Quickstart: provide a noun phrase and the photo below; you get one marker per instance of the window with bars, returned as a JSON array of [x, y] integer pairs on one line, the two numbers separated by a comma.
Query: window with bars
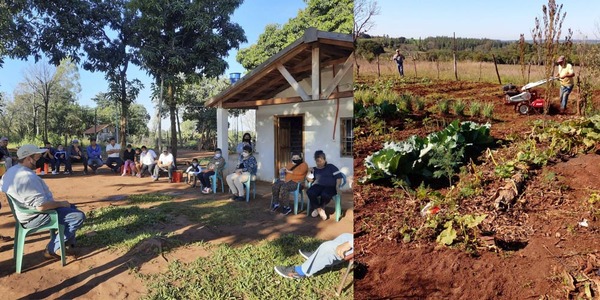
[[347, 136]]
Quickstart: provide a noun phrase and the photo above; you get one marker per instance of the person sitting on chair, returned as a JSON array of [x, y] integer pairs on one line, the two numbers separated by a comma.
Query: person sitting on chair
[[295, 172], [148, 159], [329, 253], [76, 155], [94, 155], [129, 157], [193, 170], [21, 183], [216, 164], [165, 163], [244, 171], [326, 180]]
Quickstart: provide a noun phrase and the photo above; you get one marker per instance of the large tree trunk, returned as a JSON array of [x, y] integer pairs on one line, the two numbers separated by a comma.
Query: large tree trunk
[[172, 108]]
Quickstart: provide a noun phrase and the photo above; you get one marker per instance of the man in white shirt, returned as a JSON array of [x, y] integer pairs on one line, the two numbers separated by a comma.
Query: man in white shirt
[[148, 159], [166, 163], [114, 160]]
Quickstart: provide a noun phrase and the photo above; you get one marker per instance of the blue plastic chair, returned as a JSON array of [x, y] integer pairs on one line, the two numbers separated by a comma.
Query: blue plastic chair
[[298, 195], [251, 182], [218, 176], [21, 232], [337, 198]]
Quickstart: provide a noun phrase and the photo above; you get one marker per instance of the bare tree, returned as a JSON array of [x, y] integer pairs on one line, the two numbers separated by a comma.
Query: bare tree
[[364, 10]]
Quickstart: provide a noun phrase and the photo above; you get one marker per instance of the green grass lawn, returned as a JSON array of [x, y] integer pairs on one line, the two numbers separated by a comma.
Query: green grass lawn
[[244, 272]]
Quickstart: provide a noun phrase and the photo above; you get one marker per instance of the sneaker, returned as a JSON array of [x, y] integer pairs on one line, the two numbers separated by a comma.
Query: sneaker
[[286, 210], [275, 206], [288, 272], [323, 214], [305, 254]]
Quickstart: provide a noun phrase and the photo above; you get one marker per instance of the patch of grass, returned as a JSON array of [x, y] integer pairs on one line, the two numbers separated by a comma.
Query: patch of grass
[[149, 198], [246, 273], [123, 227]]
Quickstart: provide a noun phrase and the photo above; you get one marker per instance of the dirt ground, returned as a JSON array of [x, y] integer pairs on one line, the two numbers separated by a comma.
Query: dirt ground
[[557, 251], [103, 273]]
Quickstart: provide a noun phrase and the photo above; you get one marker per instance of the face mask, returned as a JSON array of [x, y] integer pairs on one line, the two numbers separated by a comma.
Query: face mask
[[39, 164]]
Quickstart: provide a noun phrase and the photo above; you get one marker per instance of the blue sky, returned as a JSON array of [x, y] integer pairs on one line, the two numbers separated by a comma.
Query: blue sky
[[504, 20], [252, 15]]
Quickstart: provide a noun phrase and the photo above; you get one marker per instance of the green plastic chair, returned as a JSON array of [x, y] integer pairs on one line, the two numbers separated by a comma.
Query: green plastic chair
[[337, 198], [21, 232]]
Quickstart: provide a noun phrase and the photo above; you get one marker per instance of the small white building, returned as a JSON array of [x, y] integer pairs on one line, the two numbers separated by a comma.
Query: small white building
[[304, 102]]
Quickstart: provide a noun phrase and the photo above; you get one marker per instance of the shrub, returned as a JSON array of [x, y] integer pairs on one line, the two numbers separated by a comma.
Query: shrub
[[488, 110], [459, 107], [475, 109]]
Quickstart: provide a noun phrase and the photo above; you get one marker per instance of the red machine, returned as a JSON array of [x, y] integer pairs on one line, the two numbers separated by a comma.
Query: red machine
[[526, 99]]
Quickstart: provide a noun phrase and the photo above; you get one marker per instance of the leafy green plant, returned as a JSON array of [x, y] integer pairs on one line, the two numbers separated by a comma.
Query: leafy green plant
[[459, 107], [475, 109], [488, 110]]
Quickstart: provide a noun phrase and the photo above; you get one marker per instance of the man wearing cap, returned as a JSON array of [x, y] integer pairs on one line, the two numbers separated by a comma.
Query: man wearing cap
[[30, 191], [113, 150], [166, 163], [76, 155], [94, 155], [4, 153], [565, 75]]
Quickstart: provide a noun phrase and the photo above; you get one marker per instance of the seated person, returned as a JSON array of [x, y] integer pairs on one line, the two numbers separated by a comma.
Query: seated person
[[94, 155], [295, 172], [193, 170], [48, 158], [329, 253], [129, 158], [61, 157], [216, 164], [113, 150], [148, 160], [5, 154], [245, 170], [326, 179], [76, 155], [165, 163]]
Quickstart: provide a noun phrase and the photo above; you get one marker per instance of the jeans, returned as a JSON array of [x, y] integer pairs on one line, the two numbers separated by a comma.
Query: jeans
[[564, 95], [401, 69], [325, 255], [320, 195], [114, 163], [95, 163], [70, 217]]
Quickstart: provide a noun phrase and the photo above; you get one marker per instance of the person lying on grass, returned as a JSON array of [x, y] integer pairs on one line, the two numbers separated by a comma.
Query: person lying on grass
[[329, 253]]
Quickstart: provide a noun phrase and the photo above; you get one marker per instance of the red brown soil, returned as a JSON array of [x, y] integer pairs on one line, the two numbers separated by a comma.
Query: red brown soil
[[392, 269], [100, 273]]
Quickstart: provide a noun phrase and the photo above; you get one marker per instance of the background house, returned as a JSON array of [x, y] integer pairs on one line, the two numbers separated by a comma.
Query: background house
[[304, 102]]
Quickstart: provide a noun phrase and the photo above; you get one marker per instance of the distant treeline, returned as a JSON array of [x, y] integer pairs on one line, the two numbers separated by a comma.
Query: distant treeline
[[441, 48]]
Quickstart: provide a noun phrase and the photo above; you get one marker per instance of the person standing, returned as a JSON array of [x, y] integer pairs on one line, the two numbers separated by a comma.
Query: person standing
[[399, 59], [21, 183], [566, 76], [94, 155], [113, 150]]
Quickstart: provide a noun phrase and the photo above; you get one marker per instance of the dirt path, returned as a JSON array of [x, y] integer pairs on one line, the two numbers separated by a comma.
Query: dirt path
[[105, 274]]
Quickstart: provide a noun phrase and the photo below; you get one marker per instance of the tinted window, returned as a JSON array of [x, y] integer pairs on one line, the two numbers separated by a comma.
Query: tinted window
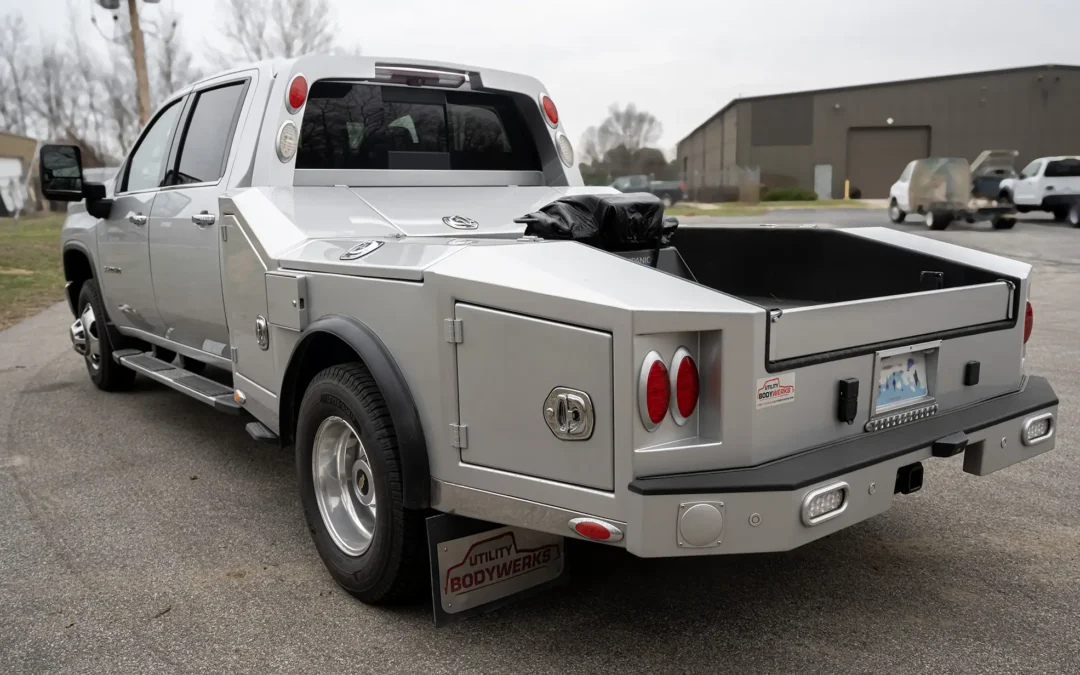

------------------------

◆ **Exercise brief**
Convert the entire listing above into a Markdown table with two columns: "Row" for a sequential number and "Entry" for each line of text. Omit blank lines and leave the pictures out.

◆ **Output for this task**
| Row | Entry |
|---|---|
| 1 | Quickstart: provide a noun phrase and the photo below; you get one marker per instance of the window with bars, returned as a JSON array of [x, y] integer pairs on one line, the two numbers separated by a comma. |
| 2 | Query: window with bars |
| 3 | [[347, 136]] |
| 4 | Quickstart: provide a noun phrase and the photo above; you get one marker per instance of the person sitting on chair, returned as a JSON array of [x, y] integer pairs on one line, the two numbers separated by a comma. |
| 5 | Query: person sitting on chair |
| 6 | [[295, 172], [148, 159], [329, 253], [76, 155], [94, 155], [129, 157], [193, 170], [21, 183], [216, 164], [165, 163], [244, 171], [326, 180]] |
| 7 | Quickstart: provide a noun phrase and the photo above; you get one marker per instance of the large tree trunk, returned as a JSON array of [x, y] integer pairs on one line, the two numbers separated by a comma. |
| 8 | Query: large tree trunk |
| 9 | [[172, 108]] |
| 10 | Quickstart: provide a noun phrase and the photo above; you get one marker per instance of the man in white shirt, returned as a JSON array of [x, y] integer pairs on one line, the two numbers separated by a comma. |
| 11 | Query: man in white shirt |
| 12 | [[148, 159], [166, 163], [114, 160]] |
| 13 | Quickstart: provide a noun phrase and the photo above; you get one marker per instance of the blue plastic chair, returned as a JSON array of [x, y] integer pairs on one line, the two numbers separated by a comma. |
| 14 | Query: blue plastic chair |
| 15 | [[298, 195], [251, 182], [218, 176], [21, 232], [337, 198]] |
| 16 | Quickstart: provide a noun phrase and the photo above; you get one marker per instance of the bare tree, returned as a JSON array of [x, y] integer pairs on one line, the two numbers separated by a comma. |
| 17 | Query: bare tree |
| 18 | [[364, 10]] |
| 19 | Quickstart: provide a noun phrase and the photo above; you get one marker per instance of the green grass lawn, returned as a JSON array of [x, y] integer pairs on one line, the two numbers separated by a comma. |
| 20 | Query: green grass lawn |
| 21 | [[244, 272]] |
| 22 | Quickstart: provide a noun phrase and the photo above; you get one marker per instance of the sneaker, returned as a JSON array of [x, y] integer pairs on one line, the two numbers separated by a comma. |
| 23 | Query: sneaker |
| 24 | [[286, 210], [275, 206], [288, 272], [323, 214], [305, 254]] |
| 25 | Quickstart: provide a noun phrase and the photo above; you get one marker per instance of the patch of grass, returned as a JSON array of [x, y] integer pairs on one line, the two numbers separated by a comma. |
| 26 | Query: patch of grass |
| 27 | [[149, 198], [246, 273], [123, 227]] |
| 28 | Quickstart: provide a noun phrase and the photo above; you get one marker per instance of the dirt ground, returned as a JSON array of [x, y] integer pairs on one line, the two numbers separated by a comma. |
| 29 | Query: dirt ground |
| 30 | [[557, 251], [103, 273]] |
| 31 | Quickstart: provide a noun phrase and the photo above; you get one marker per instance of the face mask, returned as a JSON array of [x, y] integer pairs on one line, the two numbers separated by a comma. |
| 32 | Query: face mask |
| 33 | [[39, 164]] |
| 34 | Quickstart: provide a noun phrase and the photo above; you get one marker per instance of the blue sky, returned as a JSON array of [x, y] integer pairs on one line, the two numbers separated by a comma. |
| 35 | Query: blue sky |
| 36 | [[504, 20], [252, 15]] |
| 37 | Quickstart: provide a noun phrase and the photo above; you get one marker per instance of the green plastic chair, returned as a JSON array of [x, y] integer pairs on one line, the two numbers separated by a comma. |
| 38 | Query: green plastic chair |
| 39 | [[337, 198], [21, 232]] |
| 40 | Quickstart: provide a noun phrase and the photo above; you get one marker per instance of the small white building, returned as a JSON array of [x, y] integer pairs on one line, the two numbers separated by a comma. |
| 41 | Query: small white building |
| 42 | [[304, 102]] |
| 43 | Quickstart: provide a noun phrase and the photo above; you get one marker per instance of the shrub, returned as a JSON array of [x, y] integer pairs on one line, the two numbers separated by a comma. |
| 44 | Query: shrub |
| 45 | [[488, 110], [459, 107], [475, 109]] |
| 46 | Quickstart: provide a noun phrase and the photo above; you get one marker per instance of the red machine, returned as a JSON array of [x, y] integer pairs on one line, the two numbers separated by a comma. |
| 47 | Query: red machine |
| 48 | [[526, 99]] |
| 49 | Quickstart: provide a noun phrase and the photo above; you get one marker per instance of the leafy green plant, returned as a JSON array of [x, y] integer pairs on one line, the two numbers separated by a comma. |
| 50 | Query: leafy green plant |
| 51 | [[459, 107], [475, 109], [488, 110]] |
| 52 | Quickstart: provide a noun phrase and the photo above; you get one marker per instance of the man wearing cap, returned as a JSON array of [x, y] integer pairs on one line, the two numbers separated by a comma. |
| 53 | Query: man wearing cap |
| 54 | [[30, 191], [113, 150], [166, 163], [76, 155], [94, 155], [4, 153], [565, 75]] |
| 55 | Quickstart: provide a noun phrase and the photo above; you get one marker per instance of the seated person, returned as a JSON array of [x, y] integer pairs on one line, the two numbers separated by a comma. |
| 56 | Query: seated person |
| 57 | [[94, 155], [295, 172], [193, 170], [48, 158], [329, 253], [129, 158], [61, 157], [216, 164], [113, 150], [148, 160], [5, 154], [245, 170], [326, 179], [76, 155], [165, 163]] |
| 58 | Quickstart: provide a noun phrase and the photo above; you get one marker per instance of the jeans, returned as a JSON array of [x, y] integer pairs on one line, the two numbers separated by a comma. |
| 59 | Query: jeans |
| 60 | [[564, 95], [401, 69], [325, 255], [320, 195], [114, 163], [95, 163], [70, 217]] |
| 61 | Quickstart: provide a noun phrase and the photo above; you get one marker per instance of the person lying on grass, returned as a JSON array of [x, y] integer pairs on one line, the two numbers separated by a comma. |
| 62 | Query: person lying on grass |
| 63 | [[329, 253]] |
| 64 | Quickstart: provide a noun phrase and the photo above; you get one marker per instance of the red brown soil, returned as a JSON array of [x, y] integer pairs on one line, the two numbers separated by a comma. |
| 65 | Query: red brown soil |
| 66 | [[392, 269], [100, 273]] |
| 67 | Quickstart: provide a noun phrase and the photo above; you get one marker per instance of the background house, returned as a JSON array of [x, y] integer pairs on one line, the two numbers separated by a comma. |
| 68 | Query: background house |
| 69 | [[304, 102]] |
| 70 | Quickstart: provide a noun phrase and the photo above; you get one marker per instance of the distant treeline, returned as a JSON array of [x, y] integer pairs on one line, the two numbers separated by a comma. |
| 71 | Query: distant treeline |
| 72 | [[441, 48]] |
| 73 | Quickstart: provide a noun phrase and the photo above; you get one marker per instance of the person standing, returned as a JSON array of [x, y] integer pairs on one line, the two numbers separated by a comma. |
| 74 | Query: person standing |
| 75 | [[399, 59], [21, 183], [566, 76], [94, 155], [113, 150]] |
| 76 | Quickstart: provide a noun phrase and the photo above; you get one marker per instance of the dirt path, returned as a JSON array of [x, y] integer pairs on one line, the two numbers separated by a comma. |
| 77 | Query: dirt path |
| 78 | [[105, 274]] |
| 79 | Quickstart: provide a noun phrase and the photo below; you get one marker per instance of the tinted window, returned as a JSON array of [x, y] integer pairs on one line, the two numbers separated by a comma. |
| 80 | Query: tinted window |